▶ [Short exercise] Rewrite the rows below, replacing "Annotation task" with "Labeling task" wherever it occurs and leaving everything else unchanged.

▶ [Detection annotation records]
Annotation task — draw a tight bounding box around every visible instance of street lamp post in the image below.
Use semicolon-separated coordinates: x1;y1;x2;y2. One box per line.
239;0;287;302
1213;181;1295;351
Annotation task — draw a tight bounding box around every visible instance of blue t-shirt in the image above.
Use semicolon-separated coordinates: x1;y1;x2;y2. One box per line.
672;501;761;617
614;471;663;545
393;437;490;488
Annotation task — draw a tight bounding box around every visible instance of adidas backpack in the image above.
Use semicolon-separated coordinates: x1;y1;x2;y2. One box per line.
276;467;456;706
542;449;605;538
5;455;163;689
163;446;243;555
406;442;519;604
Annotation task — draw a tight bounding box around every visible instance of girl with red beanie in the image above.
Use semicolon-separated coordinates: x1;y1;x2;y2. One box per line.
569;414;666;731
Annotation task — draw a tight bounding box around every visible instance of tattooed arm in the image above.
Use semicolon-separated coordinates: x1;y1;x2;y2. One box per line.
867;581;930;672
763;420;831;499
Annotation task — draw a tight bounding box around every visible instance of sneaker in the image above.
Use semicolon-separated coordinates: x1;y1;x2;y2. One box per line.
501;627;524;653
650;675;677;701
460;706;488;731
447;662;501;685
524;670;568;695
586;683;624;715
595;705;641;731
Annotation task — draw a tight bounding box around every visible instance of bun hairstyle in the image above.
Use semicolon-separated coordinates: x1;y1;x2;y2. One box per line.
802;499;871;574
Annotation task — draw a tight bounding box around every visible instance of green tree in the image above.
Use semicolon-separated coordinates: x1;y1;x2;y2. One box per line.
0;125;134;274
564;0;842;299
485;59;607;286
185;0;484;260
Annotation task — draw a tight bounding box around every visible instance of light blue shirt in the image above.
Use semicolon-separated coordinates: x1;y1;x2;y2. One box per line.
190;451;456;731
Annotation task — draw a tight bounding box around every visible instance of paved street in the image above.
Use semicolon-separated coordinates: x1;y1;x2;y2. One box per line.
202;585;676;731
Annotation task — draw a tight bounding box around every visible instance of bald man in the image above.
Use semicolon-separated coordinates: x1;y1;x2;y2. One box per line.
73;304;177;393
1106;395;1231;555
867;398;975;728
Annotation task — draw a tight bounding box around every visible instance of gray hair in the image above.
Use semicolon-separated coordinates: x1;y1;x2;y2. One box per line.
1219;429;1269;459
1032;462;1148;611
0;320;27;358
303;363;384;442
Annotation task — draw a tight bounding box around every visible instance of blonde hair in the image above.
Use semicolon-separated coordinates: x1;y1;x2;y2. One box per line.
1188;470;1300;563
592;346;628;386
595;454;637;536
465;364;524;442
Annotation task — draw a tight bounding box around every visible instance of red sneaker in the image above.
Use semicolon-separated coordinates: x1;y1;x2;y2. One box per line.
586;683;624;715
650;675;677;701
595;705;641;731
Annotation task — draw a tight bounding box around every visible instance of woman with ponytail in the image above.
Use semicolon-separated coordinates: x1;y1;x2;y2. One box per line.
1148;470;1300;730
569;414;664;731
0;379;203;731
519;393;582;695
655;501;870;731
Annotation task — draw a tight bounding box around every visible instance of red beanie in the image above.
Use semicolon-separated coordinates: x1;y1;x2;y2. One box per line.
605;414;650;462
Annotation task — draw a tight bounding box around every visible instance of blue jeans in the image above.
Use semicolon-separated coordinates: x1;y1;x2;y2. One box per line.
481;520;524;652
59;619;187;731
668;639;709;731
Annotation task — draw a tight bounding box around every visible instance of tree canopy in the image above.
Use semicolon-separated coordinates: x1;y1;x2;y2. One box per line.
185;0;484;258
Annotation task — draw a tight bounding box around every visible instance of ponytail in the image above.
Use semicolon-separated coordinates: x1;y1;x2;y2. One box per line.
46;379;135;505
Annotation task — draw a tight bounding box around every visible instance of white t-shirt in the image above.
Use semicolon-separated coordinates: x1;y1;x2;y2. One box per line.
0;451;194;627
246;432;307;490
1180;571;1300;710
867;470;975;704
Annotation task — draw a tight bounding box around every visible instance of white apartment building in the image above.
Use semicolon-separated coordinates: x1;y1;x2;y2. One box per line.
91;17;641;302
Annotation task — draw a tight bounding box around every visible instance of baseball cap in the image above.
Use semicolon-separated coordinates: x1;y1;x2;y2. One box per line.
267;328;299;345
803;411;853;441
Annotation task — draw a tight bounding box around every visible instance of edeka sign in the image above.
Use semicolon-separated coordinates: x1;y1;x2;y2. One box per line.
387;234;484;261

▶ [The answer]
Labeling task — draw a tight bounding box around every visible instance of street lamp post in the image below.
Use semicolon-separated coordinates: x1;y1;x2;y2. One box per line.
239;0;287;302
1213;181;1295;351
Labeling task — draw a tight bounding box around every visible instance of blue t-shirt in the image above.
Use semicolon-separated coordinates: x1;y1;x2;y2. One box per line.
672;501;761;617
614;471;663;545
393;437;490;488
Labeling task — draw a tight bounding box around every visible instance of adidas backpack in the image above.
Use semicolon-separated coordinates: x1;y1;x2;y2. One box per line.
276;467;456;706
542;449;605;538
5;455;163;689
163;446;243;555
406;442;519;604
Labeling task — draw a tight bounding box around every visible instance of girl with red beanie in the image above.
Use semicolon-separated coordinates: x1;y1;x2;y2. One box per line.
569;414;666;731
Labeling task — draw a tight bounding box around every visible instance of tattooed arm in the image above.
Use semicolon-separated coordinates: x1;y1;x2;y2. One box per line.
867;581;930;672
763;420;831;499
Labeling task — draw a tight bounding box around every visible instance of sneaker in the image above.
Use semicolon-separated coordinates: x1;y1;x2;y2. One box per line.
501;627;524;653
650;675;677;701
460;706;488;731
447;662;501;685
524;670;568;695
586;683;624;715
595;705;641;731
Labeling task — draw a tight bounding box around every visible instance of bun hairstyle in the image above.
Use semicolon-separated coordinates: x1;y1;x2;y2. One box per line.
802;499;871;574
Labeling task — draw a tight bounding box around every visible instance of green tree in the image above.
Use semicolon-separated coordinates: x1;y1;x2;y2. One box per line.
0;125;134;274
564;0;842;299
485;59;607;286
185;0;484;260
Labeling task — draw a tight bounding box around every visible instance of light blue shirt in the image above.
Use semicolon-separated coordinates: x1;y1;x2;y2. One box per line.
190;451;456;731
Labeling task — draw a tight bounding box around every visible instance of paved street in the image above.
Use semicolon-separated coordinates: x1;y1;x2;y2. One box per line.
202;585;676;731
Labeling task — draw a tight bounding box around every visible instance of bald man in the image above.
Use semicolon-separated coordinates: x1;y1;x2;y2. One box per line.
73;304;177;393
1106;395;1231;555
867;398;975;728
Labeling task — draw a tight bounding box around every visible instance of gray hair in the image above.
Use semicolon-separated coordinates: x1;y1;x2;y2. One box per line.
1219;429;1269;459
1032;462;1148;611
0;320;27;358
303;363;384;442
Labeling task — draw a tight bounding box around every visible instance of blonde hair in the image above.
Use semicolon-separated coordinates: x1;y1;x2;y2. One box per line.
1188;470;1300;563
592;346;628;386
595;454;637;536
465;364;524;442
Labeling task — draw a tight bounding box around every visible instance of red sneaker in the image above.
Use semicolon-separated coordinates: x1;y1;x2;y2. One box per line.
586;683;624;715
650;675;677;701
595;705;641;731
Labeling task — draw a tight bounding box around every visible instance of woman with ponytail in the image above.
Use semicolon-separated coordinates: x1;y1;x2;y2. One box per line.
1148;470;1300;730
569;414;664;731
0;379;203;731
519;393;582;695
655;501;870;731
Labeling task — draw a tight bounding box around every visible instance of red beanie in the image above.
Use semicolon-separated coordinates: x1;y1;x2;y2. One box per line.
605;414;650;462
Labeling task — draw a tight bounding box around every visible instance of blue jeans in the image above.
Use semicolon-separated coordinates: x1;y1;x2;y2. One box per line.
481;520;524;652
59;619;187;731
668;639;709;731
Labeling task — draw a tight bounding box around every visible instance of tree canopy in the image above.
Use semicolon-separated coordinates: x1;y1;x2;y2. One box per line.
185;0;484;258
Labeling task — draw a tight bounding box around every visible instance of ponytail in the image above.
Use semicolon-separated coordinates: x1;y1;x2;y2. One box per line.
46;379;135;505
Labeling task — draw a tight bounding box around every visible instance of white t-shirt in the image above.
Use semicolon-separated coordinates: x1;y1;x2;y2. One box per line.
0;451;194;627
246;432;307;490
1180;571;1300;710
867;470;975;704
Labeling task — draw a tight bounding box around every visible instance of white apartment building in the image above.
Use semicolon-separated coordinates: x1;y1;x2;y2. One box per line.
91;17;641;302
Labeling task — draw a tight bounding box around every visible instance of baseball cap in the image above.
Use semicolon-separated coordinates: x1;y1;x2;y2. One box per line.
267;328;299;345
803;411;853;441
Labeling task — draw a tight bounding box around every visible instance of edeka sign in the image above.
Use semicolon-separated coordinates: x1;y1;x2;y2. One box per line.
387;234;484;261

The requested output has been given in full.